§ Requisiti del compito:
1. In quale palazzo di Roma si è svolto il convegno indicato nell'estratto?
2. Riscrivi il passo dell'estratto che parte da "Dopo la Seconda" e arriva fino a "itinerario abbastanza circoscritto.", sostituendo "itinerario" con "percorso".

§ Estratto:
• • • • •

Discorso
3 luglio 2009

Dopo la Seconda Repubblica, per una alternativa di sistema politico, intervento di Massimo D'Alema

convegno nell’ambito dell’Assemblea nazionale annuale del CRS, Palazzo San Macuto, Roma


Malgrado l’ampiezza che gli stimoli della discussione propone, a partire dalla relazione di Mario Tronti, nel mio intervento cercherò di seguire un itinerario abbastanza circoscritto.
Innanzitutto, vorrei dire che condivido ampiamente le categorie attraverso le quali Tronti e poi Michele Prospero hanno letto la vicenda italiana degli ultimi quindici anni. Penso anch’io che tutta la transizione italiana si sia giocata lungo il confine di un conflitto tra antipolitica e sforzo di ridefinire la politica. Penso anch’io che l’antipolitica abbia largamente penetrato il campo del centrosinistra con l’effetto di favorire il naturale beneficiario dell’antipolitica, cioè Berlusconi. E ritengo anch’io (mi è sembrato uno spunto acuto della relazione di Mario Tronti e sarebbe un tema da approfondire), che la fine di questo ciclo di “liberismo antipolitico” non significhi affatto la fine della presenza di una cultura antipolitica. Anzi, per molti aspetti direi che l’antipolitica nella forma di un populismo nazionalista accompagna anche questa nuova stagione della destra.

• • • • •

§ Record archiviati:
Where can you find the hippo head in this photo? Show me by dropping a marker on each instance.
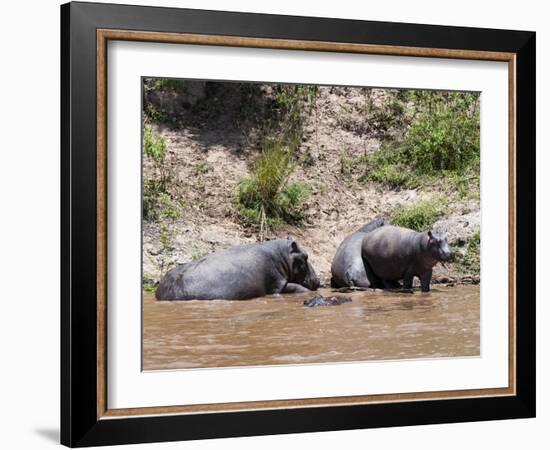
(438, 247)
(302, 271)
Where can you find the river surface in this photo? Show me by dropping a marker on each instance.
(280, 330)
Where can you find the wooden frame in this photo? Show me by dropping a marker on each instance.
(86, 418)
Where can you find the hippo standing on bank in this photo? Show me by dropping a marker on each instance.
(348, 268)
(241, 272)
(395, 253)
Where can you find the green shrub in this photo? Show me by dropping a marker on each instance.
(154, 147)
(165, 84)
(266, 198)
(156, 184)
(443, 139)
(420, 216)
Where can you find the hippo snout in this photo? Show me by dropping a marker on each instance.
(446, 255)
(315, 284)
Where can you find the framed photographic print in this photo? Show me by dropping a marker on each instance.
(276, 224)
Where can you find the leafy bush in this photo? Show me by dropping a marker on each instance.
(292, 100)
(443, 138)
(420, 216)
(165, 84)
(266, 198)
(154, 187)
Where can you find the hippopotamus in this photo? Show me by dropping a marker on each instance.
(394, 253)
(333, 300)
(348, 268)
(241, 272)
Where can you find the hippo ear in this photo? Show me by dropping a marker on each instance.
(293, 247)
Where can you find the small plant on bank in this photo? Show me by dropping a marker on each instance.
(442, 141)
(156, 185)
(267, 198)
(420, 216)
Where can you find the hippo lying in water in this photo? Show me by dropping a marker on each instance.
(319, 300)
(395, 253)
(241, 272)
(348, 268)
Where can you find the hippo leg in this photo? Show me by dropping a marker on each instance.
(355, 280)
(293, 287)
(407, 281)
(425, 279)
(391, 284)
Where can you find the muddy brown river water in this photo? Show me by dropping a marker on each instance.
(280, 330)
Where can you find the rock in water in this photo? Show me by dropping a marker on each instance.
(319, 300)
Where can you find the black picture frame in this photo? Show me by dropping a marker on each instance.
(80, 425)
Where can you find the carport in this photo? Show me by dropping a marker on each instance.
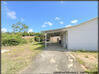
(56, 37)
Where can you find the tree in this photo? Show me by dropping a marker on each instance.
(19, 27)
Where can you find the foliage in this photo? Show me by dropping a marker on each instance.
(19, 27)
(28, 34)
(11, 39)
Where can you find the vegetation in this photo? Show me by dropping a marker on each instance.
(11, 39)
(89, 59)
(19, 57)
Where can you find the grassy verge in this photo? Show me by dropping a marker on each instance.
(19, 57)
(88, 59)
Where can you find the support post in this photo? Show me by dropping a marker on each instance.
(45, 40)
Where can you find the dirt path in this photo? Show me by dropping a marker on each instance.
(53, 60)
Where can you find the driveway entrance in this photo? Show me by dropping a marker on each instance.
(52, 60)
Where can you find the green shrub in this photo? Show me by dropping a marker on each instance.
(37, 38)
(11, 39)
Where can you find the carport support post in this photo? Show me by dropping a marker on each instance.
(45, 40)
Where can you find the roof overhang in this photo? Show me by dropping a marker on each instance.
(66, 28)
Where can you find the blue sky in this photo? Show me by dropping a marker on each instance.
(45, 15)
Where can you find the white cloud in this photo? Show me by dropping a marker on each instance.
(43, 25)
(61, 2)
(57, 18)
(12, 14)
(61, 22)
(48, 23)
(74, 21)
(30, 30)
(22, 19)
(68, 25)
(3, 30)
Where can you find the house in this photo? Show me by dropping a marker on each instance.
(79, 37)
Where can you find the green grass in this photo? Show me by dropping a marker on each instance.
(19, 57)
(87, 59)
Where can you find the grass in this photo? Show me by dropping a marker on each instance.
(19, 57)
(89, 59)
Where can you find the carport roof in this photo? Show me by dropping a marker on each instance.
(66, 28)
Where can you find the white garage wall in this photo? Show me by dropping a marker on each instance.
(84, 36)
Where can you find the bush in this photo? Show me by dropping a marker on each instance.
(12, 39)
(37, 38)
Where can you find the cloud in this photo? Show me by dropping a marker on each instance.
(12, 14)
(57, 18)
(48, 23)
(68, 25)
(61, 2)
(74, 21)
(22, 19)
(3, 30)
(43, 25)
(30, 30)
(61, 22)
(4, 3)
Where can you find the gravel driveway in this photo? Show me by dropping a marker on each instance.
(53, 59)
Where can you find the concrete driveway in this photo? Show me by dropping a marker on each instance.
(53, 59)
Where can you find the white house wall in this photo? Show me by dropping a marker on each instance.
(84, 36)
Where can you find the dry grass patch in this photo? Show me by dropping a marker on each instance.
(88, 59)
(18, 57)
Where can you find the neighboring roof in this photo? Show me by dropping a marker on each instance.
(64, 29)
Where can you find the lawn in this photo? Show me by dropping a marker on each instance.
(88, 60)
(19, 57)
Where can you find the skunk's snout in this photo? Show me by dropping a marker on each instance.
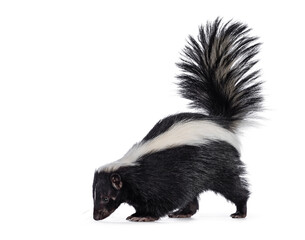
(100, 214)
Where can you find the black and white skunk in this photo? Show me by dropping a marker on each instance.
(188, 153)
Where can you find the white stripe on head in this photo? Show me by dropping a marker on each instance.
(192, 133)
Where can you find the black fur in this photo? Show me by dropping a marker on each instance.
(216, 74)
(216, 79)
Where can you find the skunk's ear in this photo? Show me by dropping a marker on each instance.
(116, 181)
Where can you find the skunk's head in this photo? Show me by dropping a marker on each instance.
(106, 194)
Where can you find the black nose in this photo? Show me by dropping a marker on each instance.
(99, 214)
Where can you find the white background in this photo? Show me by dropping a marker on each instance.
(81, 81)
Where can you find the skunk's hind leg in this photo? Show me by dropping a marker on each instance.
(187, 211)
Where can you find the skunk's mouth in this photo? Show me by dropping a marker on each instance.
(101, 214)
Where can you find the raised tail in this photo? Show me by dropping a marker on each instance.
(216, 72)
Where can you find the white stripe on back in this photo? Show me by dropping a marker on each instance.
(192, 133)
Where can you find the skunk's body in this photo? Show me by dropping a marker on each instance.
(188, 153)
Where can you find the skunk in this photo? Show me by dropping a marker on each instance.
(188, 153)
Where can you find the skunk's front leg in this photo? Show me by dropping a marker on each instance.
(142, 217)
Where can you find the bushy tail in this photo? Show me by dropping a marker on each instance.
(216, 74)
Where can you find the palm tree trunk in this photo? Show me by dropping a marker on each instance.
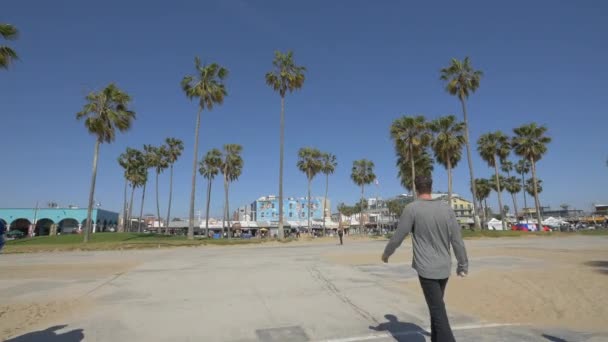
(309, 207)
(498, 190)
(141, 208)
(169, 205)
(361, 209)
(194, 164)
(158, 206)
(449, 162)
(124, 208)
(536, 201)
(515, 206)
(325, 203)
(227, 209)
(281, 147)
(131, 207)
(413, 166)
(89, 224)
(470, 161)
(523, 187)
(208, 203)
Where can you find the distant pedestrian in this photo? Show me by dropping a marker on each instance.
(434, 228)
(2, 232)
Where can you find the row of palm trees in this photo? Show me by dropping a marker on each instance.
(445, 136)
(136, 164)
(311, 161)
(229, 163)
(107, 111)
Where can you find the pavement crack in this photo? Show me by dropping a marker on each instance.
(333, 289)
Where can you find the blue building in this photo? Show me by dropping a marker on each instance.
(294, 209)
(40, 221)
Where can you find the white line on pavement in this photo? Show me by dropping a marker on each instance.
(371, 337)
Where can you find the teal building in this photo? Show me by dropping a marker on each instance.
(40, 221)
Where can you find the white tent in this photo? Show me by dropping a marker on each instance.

• • • • •

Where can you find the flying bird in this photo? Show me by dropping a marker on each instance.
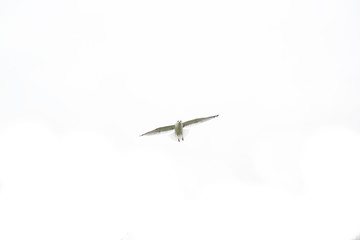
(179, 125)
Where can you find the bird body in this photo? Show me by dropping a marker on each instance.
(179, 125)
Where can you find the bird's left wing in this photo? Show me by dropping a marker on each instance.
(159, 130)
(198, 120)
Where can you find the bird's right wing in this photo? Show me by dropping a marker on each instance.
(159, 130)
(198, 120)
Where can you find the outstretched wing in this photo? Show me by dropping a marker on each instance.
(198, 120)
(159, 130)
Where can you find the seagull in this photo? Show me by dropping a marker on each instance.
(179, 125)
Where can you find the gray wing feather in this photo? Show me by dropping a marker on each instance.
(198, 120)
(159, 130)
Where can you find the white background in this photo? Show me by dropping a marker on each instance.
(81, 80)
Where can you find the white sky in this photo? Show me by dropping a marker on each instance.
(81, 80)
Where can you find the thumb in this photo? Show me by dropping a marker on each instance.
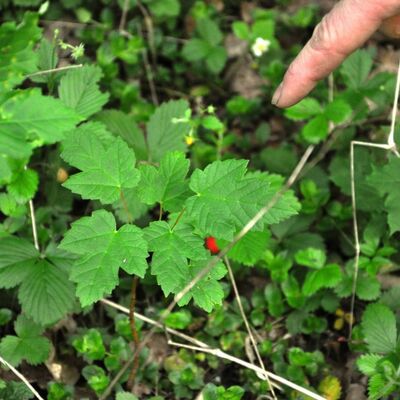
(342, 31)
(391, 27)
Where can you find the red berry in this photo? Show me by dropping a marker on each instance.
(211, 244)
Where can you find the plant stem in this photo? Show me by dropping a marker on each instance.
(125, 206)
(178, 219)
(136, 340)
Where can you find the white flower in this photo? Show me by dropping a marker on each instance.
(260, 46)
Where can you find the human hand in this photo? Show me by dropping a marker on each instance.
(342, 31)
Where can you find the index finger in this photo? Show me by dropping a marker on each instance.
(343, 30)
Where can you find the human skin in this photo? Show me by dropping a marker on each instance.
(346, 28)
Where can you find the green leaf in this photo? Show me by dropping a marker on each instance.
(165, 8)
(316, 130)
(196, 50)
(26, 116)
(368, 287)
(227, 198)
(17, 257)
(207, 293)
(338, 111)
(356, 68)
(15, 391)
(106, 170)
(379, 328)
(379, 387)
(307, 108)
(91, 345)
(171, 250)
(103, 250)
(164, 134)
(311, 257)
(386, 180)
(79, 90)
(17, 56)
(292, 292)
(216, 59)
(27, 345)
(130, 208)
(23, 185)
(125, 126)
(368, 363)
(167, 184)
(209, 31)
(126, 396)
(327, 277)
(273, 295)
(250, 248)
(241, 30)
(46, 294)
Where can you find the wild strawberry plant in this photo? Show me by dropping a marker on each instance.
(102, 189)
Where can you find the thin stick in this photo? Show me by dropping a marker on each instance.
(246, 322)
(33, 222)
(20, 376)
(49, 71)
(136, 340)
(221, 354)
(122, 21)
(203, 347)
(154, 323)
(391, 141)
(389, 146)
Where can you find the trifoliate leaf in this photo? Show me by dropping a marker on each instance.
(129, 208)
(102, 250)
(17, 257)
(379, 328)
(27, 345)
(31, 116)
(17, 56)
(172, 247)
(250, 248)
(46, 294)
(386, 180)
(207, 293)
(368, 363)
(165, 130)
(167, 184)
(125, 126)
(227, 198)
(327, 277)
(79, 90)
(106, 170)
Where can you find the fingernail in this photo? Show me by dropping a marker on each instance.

• • • • •

§ Soluzioni dei compiti:
1. Palazzo San Macuto.

2.
Dopo la Seconda Repubblica, per una alternativa di sistema politico, intervento di Massimo D'Alema

convegno nell’ambito dell’Assemblea nazionale annuale del CRS, Palazzo San Macuto, Roma


Malgrado l’ampiezza che gli stimoli della discussione propone, a partire dalla relazione di Mario Tronti, nel mio intervento cercherò di seguire un percorso abbastanza circoscritto.